Instrucción dada 1:
Según la selección sobre El Eternauta, ¿qué productora auspició el proyecto de animación de los años sesenta?
Instrucción dada 2:
Indique si cada afirmación concuerda con la selección sobre El Eternauta y cite las palabras que lo deciden: (a) Francisco Solano López escribió El Eternauta. (b) El proyecto de los años sesenta quedó sin terminar. (c) Aristaraín envió una traducción a los Estados Unidos.

Selección:
El director argentino Adolfo Aristaraín fue uno de los primeros cineastas que se planteó adaptar al cine la saga posapocalíptica El Eternauta (1957), escrita por su paisano Héctor Germán Oesterheld y dibujada en su primera época por Francisco Solano López, consolidada entonces en símbolo y casi obsesión cultural nacional. Le precedió un meritorio e inconcluso proyecto concebido durante los años sesenta con variadas técnicas de animación como la rotoscopía, bajo el auspicio de la productora publicitaria Gil & Bertolini.
Sobre sus fracasados intentos de finales de los setenta y principios de los ochenta, el realizador de Tiempo de revancha (1981) y Los últimos días de la víctima (1982) declaró al diario argentino La Nación en 1998 que era “una película muy cara y donde no hay plata en serio no se puede hacer. Y terminarás haciéndola con los yanquis, con lo cual hacés una película de ellos y la base de El Eternauta es muy porteña. Cuando me metí con el proyecto, mandé una traducción a los Estados Unidos. Era el momento en que había salido [la serie] V: Invasión extraterrestre y de allí me contestaron que era igual a V”.

Bloque de datos:
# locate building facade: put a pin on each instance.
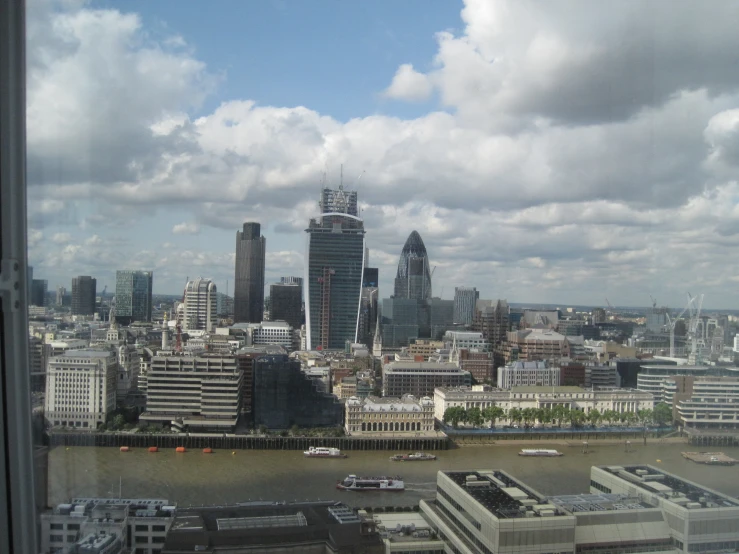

Resultado final 1:
La productora publicitaria Gil & Bertolini.

Resultado final 2:
(a) No: "escrita por su paisano Héctor Germán Oesterheld".
(b) Sí: "un meritorio e inconcluso proyecto".
(c) Sí: "mandé una traducción a los Estados Unidos".